* **QUOTED TEXT**
****************************************
Our view: Hold
Share price: 287.75p (+15.5p)
There can be few worse examples in the past 20 years or so of a merger creating little value for shareholders. When BTR and Siebe merged to form Invensys in 1999, the former was already in pretty bad shape while the latter was struggling. The combination of the two has been little short of a disaster for shareholders.
However, last week's interim results were greeted enthusiastically by investors, and the chief executive, Ulf Henriksson, certainly seems to think that the turnaround is complete. Investors must ask whether they believe that or not - despite the surge in the share price, the results were only slightly ahead of market forecasts.
The company is certainly in better financial shape than it has been for a long time. May's rights issue was heavily oversubscribed, leaving the company with net cash proceeds of £341m. In the second quarter, operating profit rose 41 per cent to £61m based on a 7 per cent increase in revenues to £633m. A pre-tax profit of £51m was the first interim profit the company has made since 2001.
However, thanks to the rally over the past three sessions, much of the improved performance is already in the share price. The shares are up 25 per cent since Friday morning, closing at 287.75p yesterday, more than enough for a set of results that hardly blew forecasts out of the water.
Invensys operates across 60 countries, providing manufacturing and industrial customers with automation, controls and transportation technology. It counts a significant number of major household names as customers, including BP, Shell, Bayer, Eli Lilly and Kraft, but the company has struggled to turn a high-cost, debt-laden business into a profitable enterprise. The controls division was expected to remain under pressure thanks to its exposure to the weakening US consumer goods manufacturing sector, but results from the division showed more improvement than the market was expecting.
The positive outlook statement that came along with last week's results is largely responsible for the surge in the share price, but it is too early to pop the champagne corks just yet. Invensys is in much better shape than it has been for a long time, but there should be better buying opportunities. Hold.
Our view: Hold
Share price: 462.25 (+13p)
There were milkshakes all round at Robert Wiseman Dairies yesterday as the Scottish milk group toasted a strong first half. After the turmoil of recent years, which have seen supermarkets chop and change their milk suppliers at a phenomenal rate, life has settled down for Britain's biggest dairies.
Wiseman wound up with Tesco and J Sainsbury as its biggest customers, and reckons it's got itself "the two best horses in the race". It has even squeezed some price increases out of them, helping to breathe life into its flagging profit margins.
****************************************
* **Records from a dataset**
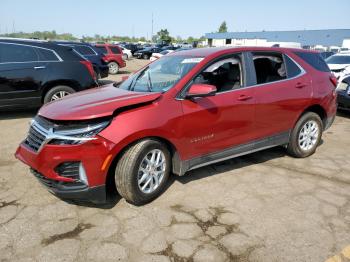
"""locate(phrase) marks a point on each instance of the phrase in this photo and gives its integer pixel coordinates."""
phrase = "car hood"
(94, 103)
(337, 66)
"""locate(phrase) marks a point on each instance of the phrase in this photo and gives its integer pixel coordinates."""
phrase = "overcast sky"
(181, 17)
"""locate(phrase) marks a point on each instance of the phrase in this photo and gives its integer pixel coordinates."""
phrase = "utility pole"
(152, 28)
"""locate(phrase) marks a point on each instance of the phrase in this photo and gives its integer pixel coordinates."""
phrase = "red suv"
(113, 56)
(186, 110)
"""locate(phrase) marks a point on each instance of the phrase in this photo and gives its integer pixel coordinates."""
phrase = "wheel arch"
(70, 83)
(317, 109)
(175, 160)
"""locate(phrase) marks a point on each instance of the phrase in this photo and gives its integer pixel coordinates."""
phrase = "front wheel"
(306, 136)
(113, 68)
(142, 171)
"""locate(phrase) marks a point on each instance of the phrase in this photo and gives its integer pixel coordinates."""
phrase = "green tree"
(223, 27)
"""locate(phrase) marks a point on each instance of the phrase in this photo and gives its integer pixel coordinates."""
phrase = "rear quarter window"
(47, 55)
(314, 60)
(14, 53)
(293, 69)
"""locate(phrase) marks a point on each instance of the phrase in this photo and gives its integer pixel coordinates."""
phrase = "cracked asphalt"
(265, 206)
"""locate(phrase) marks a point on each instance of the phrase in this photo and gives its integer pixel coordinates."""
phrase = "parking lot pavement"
(265, 206)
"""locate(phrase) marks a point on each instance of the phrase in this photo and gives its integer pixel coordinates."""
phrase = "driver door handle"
(39, 67)
(300, 85)
(244, 98)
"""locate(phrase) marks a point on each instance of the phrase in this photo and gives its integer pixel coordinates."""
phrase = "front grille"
(37, 133)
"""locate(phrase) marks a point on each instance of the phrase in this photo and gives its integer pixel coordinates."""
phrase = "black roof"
(65, 52)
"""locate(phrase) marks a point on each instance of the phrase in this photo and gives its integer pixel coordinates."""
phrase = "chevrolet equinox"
(186, 110)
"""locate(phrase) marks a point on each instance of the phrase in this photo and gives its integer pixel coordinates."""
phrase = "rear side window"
(46, 55)
(115, 50)
(12, 53)
(315, 60)
(293, 70)
(84, 50)
(102, 49)
(269, 67)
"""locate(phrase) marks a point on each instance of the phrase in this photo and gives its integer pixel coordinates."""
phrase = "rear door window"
(269, 67)
(84, 50)
(102, 49)
(315, 60)
(13, 53)
(115, 50)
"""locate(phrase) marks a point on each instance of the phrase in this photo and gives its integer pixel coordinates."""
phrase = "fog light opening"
(82, 174)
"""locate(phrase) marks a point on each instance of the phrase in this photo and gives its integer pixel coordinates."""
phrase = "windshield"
(160, 75)
(338, 59)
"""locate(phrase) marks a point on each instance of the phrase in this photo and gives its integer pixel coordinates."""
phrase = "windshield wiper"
(150, 87)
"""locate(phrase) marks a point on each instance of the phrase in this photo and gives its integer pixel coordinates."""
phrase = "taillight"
(334, 80)
(89, 67)
(104, 59)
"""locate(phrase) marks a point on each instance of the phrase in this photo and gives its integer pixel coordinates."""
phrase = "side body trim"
(183, 166)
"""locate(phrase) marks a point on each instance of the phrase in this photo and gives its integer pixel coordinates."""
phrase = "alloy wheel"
(151, 171)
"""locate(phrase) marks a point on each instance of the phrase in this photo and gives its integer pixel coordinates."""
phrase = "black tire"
(113, 68)
(56, 90)
(294, 148)
(126, 173)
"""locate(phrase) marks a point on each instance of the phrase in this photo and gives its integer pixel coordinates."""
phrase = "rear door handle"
(244, 98)
(39, 67)
(300, 85)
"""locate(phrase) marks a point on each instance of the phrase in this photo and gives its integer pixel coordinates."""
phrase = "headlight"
(76, 134)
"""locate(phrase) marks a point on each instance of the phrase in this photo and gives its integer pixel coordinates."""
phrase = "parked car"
(169, 47)
(126, 53)
(186, 110)
(156, 56)
(132, 47)
(147, 52)
(326, 54)
(35, 72)
(113, 56)
(92, 54)
(338, 62)
(343, 91)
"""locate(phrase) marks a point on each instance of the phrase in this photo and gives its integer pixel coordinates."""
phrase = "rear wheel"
(57, 93)
(306, 135)
(142, 172)
(113, 68)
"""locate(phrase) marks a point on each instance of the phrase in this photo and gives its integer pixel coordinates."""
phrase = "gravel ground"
(265, 206)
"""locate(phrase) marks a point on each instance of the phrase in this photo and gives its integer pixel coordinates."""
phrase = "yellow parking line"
(335, 258)
(346, 252)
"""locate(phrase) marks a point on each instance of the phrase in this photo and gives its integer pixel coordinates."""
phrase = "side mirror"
(201, 90)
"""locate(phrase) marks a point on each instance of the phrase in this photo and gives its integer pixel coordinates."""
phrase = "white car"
(126, 53)
(156, 56)
(339, 64)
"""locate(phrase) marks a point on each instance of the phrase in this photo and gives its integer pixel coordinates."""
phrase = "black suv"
(91, 53)
(36, 72)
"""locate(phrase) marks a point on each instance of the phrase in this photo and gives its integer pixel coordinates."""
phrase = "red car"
(186, 110)
(113, 56)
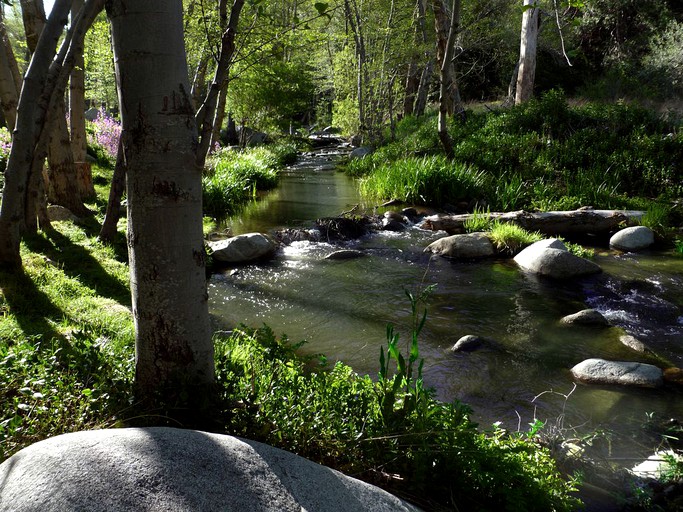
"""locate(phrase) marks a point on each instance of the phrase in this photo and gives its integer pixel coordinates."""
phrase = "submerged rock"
(242, 248)
(345, 254)
(470, 343)
(550, 258)
(634, 238)
(471, 245)
(160, 469)
(586, 317)
(601, 371)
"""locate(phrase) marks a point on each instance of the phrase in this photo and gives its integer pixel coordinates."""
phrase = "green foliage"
(511, 238)
(432, 180)
(544, 154)
(392, 431)
(657, 218)
(233, 176)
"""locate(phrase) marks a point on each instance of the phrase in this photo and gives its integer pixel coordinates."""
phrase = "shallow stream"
(342, 308)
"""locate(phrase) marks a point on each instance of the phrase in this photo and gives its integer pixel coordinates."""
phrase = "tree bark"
(549, 223)
(62, 181)
(449, 97)
(527, 52)
(84, 182)
(10, 79)
(118, 185)
(174, 351)
(206, 114)
(30, 120)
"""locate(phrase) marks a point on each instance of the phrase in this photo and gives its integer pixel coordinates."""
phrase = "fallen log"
(583, 220)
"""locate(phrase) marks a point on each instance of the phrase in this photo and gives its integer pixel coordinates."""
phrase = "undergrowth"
(542, 155)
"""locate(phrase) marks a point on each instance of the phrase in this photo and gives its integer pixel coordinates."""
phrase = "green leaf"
(321, 7)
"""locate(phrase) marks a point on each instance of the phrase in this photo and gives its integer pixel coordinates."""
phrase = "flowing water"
(342, 308)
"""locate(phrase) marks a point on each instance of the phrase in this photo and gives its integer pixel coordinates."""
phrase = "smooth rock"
(470, 342)
(165, 469)
(634, 238)
(633, 343)
(345, 254)
(360, 152)
(471, 245)
(585, 317)
(243, 248)
(601, 371)
(549, 258)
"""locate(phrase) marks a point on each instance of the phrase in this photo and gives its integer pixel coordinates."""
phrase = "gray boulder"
(162, 469)
(345, 254)
(601, 371)
(471, 245)
(586, 317)
(470, 343)
(634, 238)
(550, 258)
(360, 152)
(243, 248)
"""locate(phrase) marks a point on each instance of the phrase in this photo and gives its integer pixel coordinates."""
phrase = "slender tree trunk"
(527, 52)
(79, 146)
(62, 182)
(30, 120)
(118, 185)
(449, 97)
(174, 351)
(206, 114)
(10, 79)
(45, 78)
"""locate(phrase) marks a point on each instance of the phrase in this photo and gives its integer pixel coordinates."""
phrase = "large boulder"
(634, 238)
(601, 371)
(471, 245)
(586, 317)
(242, 248)
(551, 258)
(162, 469)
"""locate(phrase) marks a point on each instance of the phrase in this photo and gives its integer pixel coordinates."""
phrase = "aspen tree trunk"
(527, 52)
(84, 182)
(10, 79)
(174, 351)
(449, 97)
(205, 117)
(30, 120)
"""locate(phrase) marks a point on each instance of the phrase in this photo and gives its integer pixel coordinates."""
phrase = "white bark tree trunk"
(86, 188)
(10, 79)
(174, 350)
(527, 52)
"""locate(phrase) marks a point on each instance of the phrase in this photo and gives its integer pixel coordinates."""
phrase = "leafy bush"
(234, 177)
(433, 180)
(393, 431)
(103, 136)
(511, 238)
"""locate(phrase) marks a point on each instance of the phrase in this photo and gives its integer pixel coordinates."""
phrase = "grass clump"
(545, 154)
(233, 177)
(429, 179)
(392, 431)
(510, 238)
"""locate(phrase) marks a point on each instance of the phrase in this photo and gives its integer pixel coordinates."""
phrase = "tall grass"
(233, 177)
(426, 180)
(545, 154)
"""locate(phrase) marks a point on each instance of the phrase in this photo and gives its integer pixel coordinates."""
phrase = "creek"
(342, 308)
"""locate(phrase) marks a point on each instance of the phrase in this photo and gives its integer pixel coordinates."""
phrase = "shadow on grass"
(78, 263)
(31, 307)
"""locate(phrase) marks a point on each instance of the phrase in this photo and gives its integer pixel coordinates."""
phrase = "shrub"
(433, 180)
(392, 431)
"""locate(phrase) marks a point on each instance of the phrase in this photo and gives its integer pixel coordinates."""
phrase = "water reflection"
(342, 308)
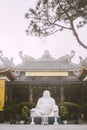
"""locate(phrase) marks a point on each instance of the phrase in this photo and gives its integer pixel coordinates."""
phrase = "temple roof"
(7, 72)
(47, 62)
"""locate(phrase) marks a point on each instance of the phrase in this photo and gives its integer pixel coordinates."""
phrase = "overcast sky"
(14, 39)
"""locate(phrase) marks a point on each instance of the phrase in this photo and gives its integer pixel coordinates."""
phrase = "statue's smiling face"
(46, 93)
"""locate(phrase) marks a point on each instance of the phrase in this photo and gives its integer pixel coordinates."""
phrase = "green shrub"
(69, 110)
(83, 110)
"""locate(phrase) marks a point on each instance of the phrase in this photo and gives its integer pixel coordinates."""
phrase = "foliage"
(69, 110)
(50, 16)
(84, 110)
(14, 110)
(25, 112)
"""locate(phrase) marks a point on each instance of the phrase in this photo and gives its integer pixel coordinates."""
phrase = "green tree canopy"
(50, 16)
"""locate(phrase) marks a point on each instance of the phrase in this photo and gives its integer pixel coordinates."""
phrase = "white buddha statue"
(45, 106)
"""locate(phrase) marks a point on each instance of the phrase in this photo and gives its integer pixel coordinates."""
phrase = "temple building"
(26, 81)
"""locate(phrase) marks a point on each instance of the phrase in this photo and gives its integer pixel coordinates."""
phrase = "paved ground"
(42, 127)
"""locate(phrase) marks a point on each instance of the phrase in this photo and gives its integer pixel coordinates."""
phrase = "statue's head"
(46, 93)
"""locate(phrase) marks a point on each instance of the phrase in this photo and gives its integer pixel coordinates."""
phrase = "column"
(2, 94)
(61, 93)
(30, 94)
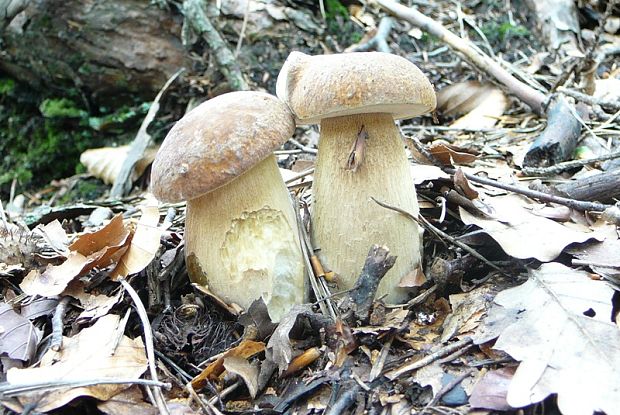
****************************************
* **TASKS TO COMPLETE**
**1)** Quote the stock commentary word for word, between "Invensys operates across" and "buying opportunities. Hold.", inclusive.
**2)** According to the stock commentary, what net cash proceeds did Invensys receive from May's rights issue?
The records are not required for any of this work.

* **COMPLETED EXERCISE**
**1)**
Invensys operates across 60 countries, providing manufacturing and industrial customers with automation, controls and transportation technology. It counts a significant number of major household names as customers, including BP, Shell, Bayer, Eli Lilly and Kraft, but the company has struggled to turn a high-cost, debt-laden business into a profitable enterprise. The controls division was expected to remain under pressure thanks to its exposure to the weakening US consumer goods manufacturing sector, but results from the division showed more improvement than the market was expecting.
The positive outlook statement that came along with last week's results is largely responsible for the surge in the share price, but it is too early to pop the champagne corks just yet. Invensys is in much better shape than it has been for a long time, but there should be better buying opportunities. Hold.

**2)** £341m